* **TASK STATEMENT**: Render every line of the records below as a numbered list, omitting any blank lines.

* **DATA**:
▽

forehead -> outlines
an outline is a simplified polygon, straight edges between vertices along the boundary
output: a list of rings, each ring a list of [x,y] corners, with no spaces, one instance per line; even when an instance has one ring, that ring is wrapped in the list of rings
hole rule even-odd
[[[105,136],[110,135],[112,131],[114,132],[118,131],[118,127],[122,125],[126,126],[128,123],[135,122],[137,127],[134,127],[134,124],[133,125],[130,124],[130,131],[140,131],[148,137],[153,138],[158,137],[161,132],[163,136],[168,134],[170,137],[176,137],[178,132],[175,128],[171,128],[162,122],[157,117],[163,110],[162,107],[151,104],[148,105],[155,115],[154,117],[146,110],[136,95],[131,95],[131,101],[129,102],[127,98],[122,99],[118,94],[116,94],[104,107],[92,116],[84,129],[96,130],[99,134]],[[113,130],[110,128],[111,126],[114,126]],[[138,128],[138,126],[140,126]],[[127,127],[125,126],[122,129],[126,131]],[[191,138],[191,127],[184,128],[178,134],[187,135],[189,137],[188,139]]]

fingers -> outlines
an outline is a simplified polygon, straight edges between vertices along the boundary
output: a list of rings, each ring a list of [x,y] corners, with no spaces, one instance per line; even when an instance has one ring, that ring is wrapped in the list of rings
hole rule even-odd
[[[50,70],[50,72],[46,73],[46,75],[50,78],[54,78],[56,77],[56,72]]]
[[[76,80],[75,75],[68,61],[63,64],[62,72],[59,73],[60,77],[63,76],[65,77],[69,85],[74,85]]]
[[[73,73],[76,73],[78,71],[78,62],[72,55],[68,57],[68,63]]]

△

* **RESPONSE TO THIS TASK**:
1. forehead -> outlines
2. an outline is a simplified polygon, straight edges between vertices along the boundary
3. output: a list of rings, each ring a list of [x,y] corners, with no spaces, one instance per line; even when an instance has one ring, that ring is wrapped in the list of rings
4. hole rule even-odd
5. [[[105,136],[110,135],[112,131],[114,132],[118,131],[118,127],[122,125],[126,126],[128,123],[135,122],[137,127],[134,127],[134,124],[133,125],[130,124],[130,131],[140,131],[148,137],[153,138],[158,137],[161,132],[163,136],[168,134],[170,137],[176,137],[178,132],[175,128],[171,128],[162,122],[157,117],[163,110],[162,107],[151,104],[148,105],[155,115],[154,117],[146,110],[136,95],[131,95],[131,101],[129,102],[127,98],[122,99],[118,94],[116,94],[104,107],[92,116],[84,129],[96,130],[99,134]],[[113,130],[110,128],[111,126],[114,126]],[[138,128],[138,126],[140,126]],[[127,127],[125,126],[122,129],[126,131]],[[191,138],[191,127],[184,128],[178,134],[187,135],[189,137],[188,139]]]
6. fingers -> outlines
7. an outline is a simplified polygon, straight edges between vertices along the boundary
8. output: a list of rings, each ring a list of [x,y] corners, with no spaces, one instance per line; even when an instance has one ring, that ring is wrapped in the list of rings
9. hole rule even-odd
10. [[[50,70],[50,72],[46,73],[46,75],[50,78],[54,78],[56,77],[56,72]]]
11. [[[76,80],[75,75],[68,61],[63,64],[62,72],[59,73],[60,77],[63,76],[65,77],[69,85],[74,85]]]
12. [[[73,73],[76,73],[78,71],[78,62],[72,55],[68,57],[68,63]]]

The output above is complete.